» **TEKS BACAAN**

------------------------------------------------------------

28 Agustus 1988 terlahir dengan nama Agustina Indah Purnama, dengan ayah asli Solo bernama Fransiscus Xaverius Soepandi dan ibu asli Wates bernama Bernadetha Murniati.
Fufu, sebuah nama panggilan darimana, tetapi nama itulah yang banyak dikenal. Yah… itu namaku. Aku anak ketiga dari tiga bersaudara dan aku bukanlah anak manja seperti yang mereka kata. Sejak masih orok, aku sudah direncanakan oleh orangtuaku menjadi anak yang kuat. Dan setelah beberapa tahun menghembuskan nafas di dunia, ibu sudah mendidikku menjadi anak yang efektif dan efisien dalam menggunakan uang dan waktu. Ibuku adalah ibu rumah tangga yang selalu bersamaku menantikan senja. Dan ayahku sudah purna tugas sebagai pegawai BRI tahun1999.

------------------------------------------------------------

Entri kerangka untuk gambar:
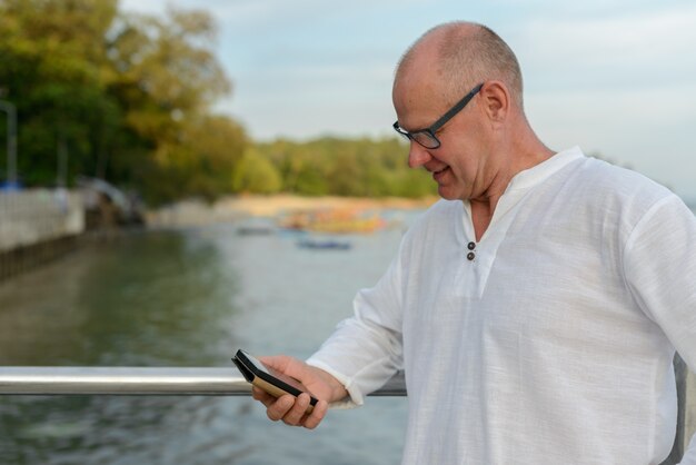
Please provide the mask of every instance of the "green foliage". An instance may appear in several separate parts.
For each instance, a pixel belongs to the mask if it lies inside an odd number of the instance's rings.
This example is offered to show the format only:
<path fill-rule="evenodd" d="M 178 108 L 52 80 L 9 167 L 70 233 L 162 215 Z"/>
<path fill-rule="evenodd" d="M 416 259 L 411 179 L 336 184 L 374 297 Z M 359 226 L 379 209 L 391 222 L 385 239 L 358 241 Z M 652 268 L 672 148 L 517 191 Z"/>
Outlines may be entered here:
<path fill-rule="evenodd" d="M 118 0 L 0 0 L 0 99 L 18 110 L 27 185 L 96 176 L 150 204 L 228 192 L 435 192 L 395 138 L 251 146 L 238 123 L 211 113 L 231 85 L 206 12 L 169 8 L 156 18 L 120 12 Z M 6 140 L 1 122 L 0 112 Z M 68 157 L 60 180 L 59 152 Z"/>
<path fill-rule="evenodd" d="M 117 0 L 0 0 L 0 98 L 18 110 L 22 181 L 56 182 L 63 150 L 68 184 L 98 176 L 155 202 L 230 191 L 247 138 L 210 113 L 231 88 L 215 32 L 202 11 L 161 19 L 123 14 Z"/>
<path fill-rule="evenodd" d="M 232 186 L 242 194 L 275 194 L 282 188 L 282 179 L 270 160 L 251 148 L 239 161 Z"/>
<path fill-rule="evenodd" d="M 407 166 L 408 148 L 397 138 L 257 144 L 282 178 L 284 190 L 307 196 L 409 197 L 435 195 L 422 170 Z"/>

------------------------------------------------------------

» **SOAL DAN TUGAS**
1: Nama orang apa saja, termasuk nama panggilan, yang disebut dalam teks bacaan?
2: Di entri, mulai dari awal entri hingga baris yang memuat "This example is", gantilah "instance" dengan "object". Tulis ulang baris-baris itu saja tanpa gambar dan tanpa perubahan lain.

» **HASIL TIAP TUGAS**
1: Agustina Indah Purnama, Fufu, Fransiscus Xaverius Soepandi, Bernadetha Murniati

2:
Please provide the mask of every object of the "green foliage". An object may appear in several separate parts.
For each object, a pixel belongs to the mask if it lies inside an odd number of the object's rings.
This example is offered to show the format only:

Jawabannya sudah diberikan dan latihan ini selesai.